Friday, December 23, 2011

Curation, human computers, and Web 3.0

(Reposting from my open education blog)

As 2011 slowly drifts away, I'd like to come back to a topic that has been on my mind a lot this year, and speculate on some trends for the upcoming decade. That topic is curation.

As we have all noticed, information available on the internet is limitless, and the frontier of that universe is expanding exponentially at every instant. People struggle with dealing with all that information. News organizations used to filter the content we were exposed to, now we get bombarded from all directions.

Technology got us here, but technology will not be able to bring back sanity, at least not on its own.

Enter the age of Web 3.0

Collective intelligence diagram.I stumble upon this blog post titled Forecast 2020: Web 3.0+ and Collective Intelligence by Glenn Remoreras.
In 10 years, humans and computers will join forces to create “collective intelligence”. Technology will evolve as such that the Internet (and information within it) will be accessible and available to everyone— this will exponentially increase the already massive data we exchange today. How we (and machines) will make sense of as well as analyze and synthesize this collective information, is what will bring us to Web 3.0 and beyond.
The Economist made a similar point in its December 3rd, 2011 edition. In an article titled Return of the human computer, they link the principles behind the 1930s creation of mathematical tables used by scientists to today's crowdsourcing startups.
The new generation of human computers carry out different tasks, but they mirror their predecessors in many other ways. They are being drafted in to perform tasks that computers cannot. They are employed in large numbers and are organised into streamlined workflows. And, as was the case in the age before electronic computers, their output is combined to generate results that could not easily be produced in any other way.

****

[EXERCISE REQUIREMENTS]
From the blog post on curation and Web 3.0, copy out everything from "As 2011 slowly" down to "topic is curation.", word for word.

[MATERIAL PROVIDED]
****

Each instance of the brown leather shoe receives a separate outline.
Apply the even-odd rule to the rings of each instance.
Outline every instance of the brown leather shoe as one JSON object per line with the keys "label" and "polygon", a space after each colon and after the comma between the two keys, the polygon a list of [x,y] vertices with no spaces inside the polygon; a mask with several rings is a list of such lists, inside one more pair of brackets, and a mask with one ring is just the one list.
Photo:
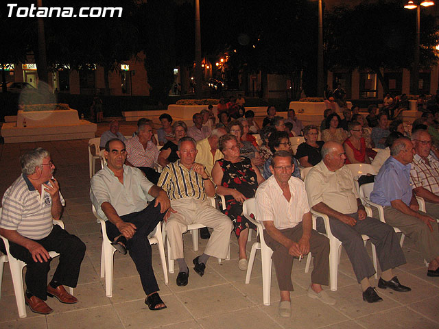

****

[THE RESPONSE]
As 2011 slowly drifts away, I'd like to come back to a topic that has been on my mind a lot this year, and speculate on some trends for the upcoming decade. That topic is curation.